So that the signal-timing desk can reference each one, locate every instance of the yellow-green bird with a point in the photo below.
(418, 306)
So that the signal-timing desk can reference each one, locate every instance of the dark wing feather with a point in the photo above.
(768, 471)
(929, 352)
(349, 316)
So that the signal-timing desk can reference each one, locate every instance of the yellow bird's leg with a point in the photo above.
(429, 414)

________________

■ Directions for this task
Take the line holding "feather with a point in the photo above." and all lines after it through the end of the data, and set them down exactly.

■ Solution below
So that the signal-timing desk can reference each one, locate every instance of the dark wing feather with a point in the photo above.
(768, 471)
(929, 352)
(349, 316)
So that the signal-timing desk can reference each one, locate every instance of the yellow bird's leg with a point in the photo above.
(429, 414)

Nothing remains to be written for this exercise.